* Exercise goal
Write out the full set of records below exactly.

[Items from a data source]
-------

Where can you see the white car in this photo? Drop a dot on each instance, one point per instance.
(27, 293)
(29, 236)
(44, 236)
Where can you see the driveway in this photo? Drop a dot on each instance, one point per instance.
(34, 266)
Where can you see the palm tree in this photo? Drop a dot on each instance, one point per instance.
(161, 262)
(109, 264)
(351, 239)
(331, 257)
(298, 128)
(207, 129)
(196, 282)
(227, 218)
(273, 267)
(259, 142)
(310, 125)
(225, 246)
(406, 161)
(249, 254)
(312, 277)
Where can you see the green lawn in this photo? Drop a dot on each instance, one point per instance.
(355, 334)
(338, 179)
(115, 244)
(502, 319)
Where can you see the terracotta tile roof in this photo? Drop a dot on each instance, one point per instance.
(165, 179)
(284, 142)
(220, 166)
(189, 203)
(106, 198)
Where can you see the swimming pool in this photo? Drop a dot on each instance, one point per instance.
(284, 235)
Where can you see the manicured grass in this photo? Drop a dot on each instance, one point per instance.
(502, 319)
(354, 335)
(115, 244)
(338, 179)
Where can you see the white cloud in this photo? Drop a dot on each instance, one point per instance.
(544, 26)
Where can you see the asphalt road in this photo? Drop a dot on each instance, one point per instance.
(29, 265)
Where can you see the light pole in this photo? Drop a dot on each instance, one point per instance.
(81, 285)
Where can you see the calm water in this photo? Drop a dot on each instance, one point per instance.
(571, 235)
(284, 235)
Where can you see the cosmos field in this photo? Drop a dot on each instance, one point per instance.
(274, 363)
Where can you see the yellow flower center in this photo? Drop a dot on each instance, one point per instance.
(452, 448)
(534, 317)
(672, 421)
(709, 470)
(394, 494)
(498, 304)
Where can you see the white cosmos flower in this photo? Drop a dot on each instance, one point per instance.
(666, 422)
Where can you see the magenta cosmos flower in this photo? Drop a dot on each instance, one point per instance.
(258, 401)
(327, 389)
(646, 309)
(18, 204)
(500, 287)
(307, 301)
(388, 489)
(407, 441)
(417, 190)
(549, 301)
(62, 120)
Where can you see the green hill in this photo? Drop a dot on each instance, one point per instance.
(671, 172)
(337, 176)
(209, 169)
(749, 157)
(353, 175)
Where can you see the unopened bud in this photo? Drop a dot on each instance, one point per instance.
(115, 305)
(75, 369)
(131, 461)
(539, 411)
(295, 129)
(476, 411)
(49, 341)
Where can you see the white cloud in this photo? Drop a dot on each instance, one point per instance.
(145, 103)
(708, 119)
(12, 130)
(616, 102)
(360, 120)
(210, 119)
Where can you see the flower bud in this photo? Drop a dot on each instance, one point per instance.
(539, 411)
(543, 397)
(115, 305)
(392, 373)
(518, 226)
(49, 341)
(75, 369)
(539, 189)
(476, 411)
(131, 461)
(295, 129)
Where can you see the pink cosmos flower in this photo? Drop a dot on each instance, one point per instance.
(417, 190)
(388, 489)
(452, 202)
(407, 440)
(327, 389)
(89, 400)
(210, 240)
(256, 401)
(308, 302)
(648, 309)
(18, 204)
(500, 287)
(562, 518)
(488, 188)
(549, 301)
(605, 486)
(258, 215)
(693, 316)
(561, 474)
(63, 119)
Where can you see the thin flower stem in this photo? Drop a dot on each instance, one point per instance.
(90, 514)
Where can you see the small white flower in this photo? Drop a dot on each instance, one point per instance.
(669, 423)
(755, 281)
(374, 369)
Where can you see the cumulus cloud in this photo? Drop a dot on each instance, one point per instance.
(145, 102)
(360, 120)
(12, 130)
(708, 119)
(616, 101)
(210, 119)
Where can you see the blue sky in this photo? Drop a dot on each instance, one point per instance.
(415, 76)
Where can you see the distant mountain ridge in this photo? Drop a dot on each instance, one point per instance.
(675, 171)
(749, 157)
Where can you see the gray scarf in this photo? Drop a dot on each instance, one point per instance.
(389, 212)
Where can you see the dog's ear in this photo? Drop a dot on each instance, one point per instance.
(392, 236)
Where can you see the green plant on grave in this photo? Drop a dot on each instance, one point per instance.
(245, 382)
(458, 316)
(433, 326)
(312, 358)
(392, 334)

-------

* Response to the task
Where can you see the white car in this photo? Drop a dot on each instance, one point per instance.
(27, 293)
(29, 236)
(44, 236)
Where can you see the driveway in this photo? Drop a dot on each instance, one point per instance.
(34, 266)
Where can you see the palm tree in this photo? Drop a dot on each instance, one point per instance.
(161, 262)
(109, 264)
(351, 239)
(331, 257)
(298, 128)
(207, 129)
(196, 282)
(227, 218)
(273, 267)
(259, 142)
(310, 125)
(225, 246)
(406, 161)
(249, 254)
(312, 277)
Where can you see the green lawn in this photo? Drop a dot on each instance, one point per instance.
(355, 334)
(338, 179)
(115, 244)
(502, 319)
Where can you see the terracotta tile roof in this photo? Drop a dot on each instance, one point per instance.
(165, 179)
(284, 142)
(220, 166)
(189, 203)
(106, 198)
Where can you see the swimming pool in this photo? Drop a dot on each instance, one point per instance.
(284, 235)
Where can you see the manicured grass in this photo? Drop a dot on each instance, one point per instance.
(502, 319)
(354, 335)
(115, 244)
(338, 179)
Where can you see the white cloud in this photo? Drop a dot on each instance, one point per instance.
(544, 26)
Where can you see the asphalt road in this photo? Drop a dot on each instance, one point per instance.
(29, 265)
Where can you see the light pole in this photo? Drop a dot on each instance, one point per instance.
(81, 285)
Where can you see the calm water in this photo? Drop a dot on each instance, one point per instance.
(571, 235)
(284, 235)
Where can you see the cosmos field in this photo? Drop a dot on each instance, one point per instance.
(274, 363)
Where can you see the yellow flower center in this photo? Drop a dot on each instance, one point per instance.
(452, 448)
(534, 317)
(672, 421)
(709, 470)
(394, 494)
(498, 304)
Where can you see the white cosmos flower in this photo? Drop a dot on each instance, one point per instance.
(666, 422)
Where can you see the magenta cosmos flower in this photo? Drop a dot on each instance, one point per instance.
(258, 401)
(327, 389)
(646, 309)
(18, 204)
(500, 287)
(307, 301)
(388, 489)
(407, 441)
(417, 190)
(549, 301)
(62, 120)
Where can you see the green hill in this photo? Drop a dot on each instance, one point per instance.
(671, 172)
(337, 176)
(209, 169)
(749, 157)
(353, 175)
Where can you see the unopened bud in this photo? Drop a dot on each instance, one point per instance.
(115, 305)
(75, 369)
(131, 461)
(539, 411)
(295, 129)
(476, 411)
(49, 341)
Where can you see the white cloud in this photo? Drop a dot on each instance, one point per instance.
(145, 103)
(708, 119)
(12, 130)
(616, 102)
(360, 120)
(210, 119)
Where can you see the flower bud in this photo? Drop a dot on each instance, one point per instance.
(539, 411)
(543, 397)
(115, 305)
(392, 373)
(518, 226)
(49, 341)
(75, 369)
(539, 189)
(476, 411)
(131, 461)
(295, 129)
Where can you see the pink cosmos flower in this photo? Drop a dot on each instance, one point per instance.
(417, 190)
(388, 489)
(452, 202)
(407, 440)
(327, 389)
(89, 400)
(210, 240)
(256, 401)
(308, 302)
(648, 309)
(18, 204)
(500, 287)
(562, 518)
(488, 188)
(549, 301)
(605, 486)
(258, 215)
(693, 316)
(561, 474)
(63, 119)
Where can you see the thin flower stem in this photo? Drop a dot on each instance, one point per instance.
(90, 514)
Where can you see the small white flower in this photo? Drop a dot on each instance, one point per instance.
(669, 423)
(755, 281)
(374, 369)
Where can you see the cumulus cloud in this photo? Drop a dot on each instance, one point per instance.
(145, 102)
(360, 120)
(12, 130)
(708, 119)
(616, 101)
(210, 119)
Where can you see the blue sky in this photo? Drop a dot on each instance, one point per instance.
(415, 76)
Where can you see the distant mountain ridge in this photo? Drop a dot on each instance, one point per instance.
(675, 171)
(749, 157)
Where can you see the gray scarf in this photo? Drop a dot on each instance, one point per instance.
(389, 212)
Where can you see the dog's ear in this photo? Drop a dot on each instance, one point per instance.
(392, 236)
Where can you see the green plant on grave in this photo? Drop a dot on each instance, one point per instance.
(245, 382)
(458, 316)
(433, 326)
(312, 358)
(392, 334)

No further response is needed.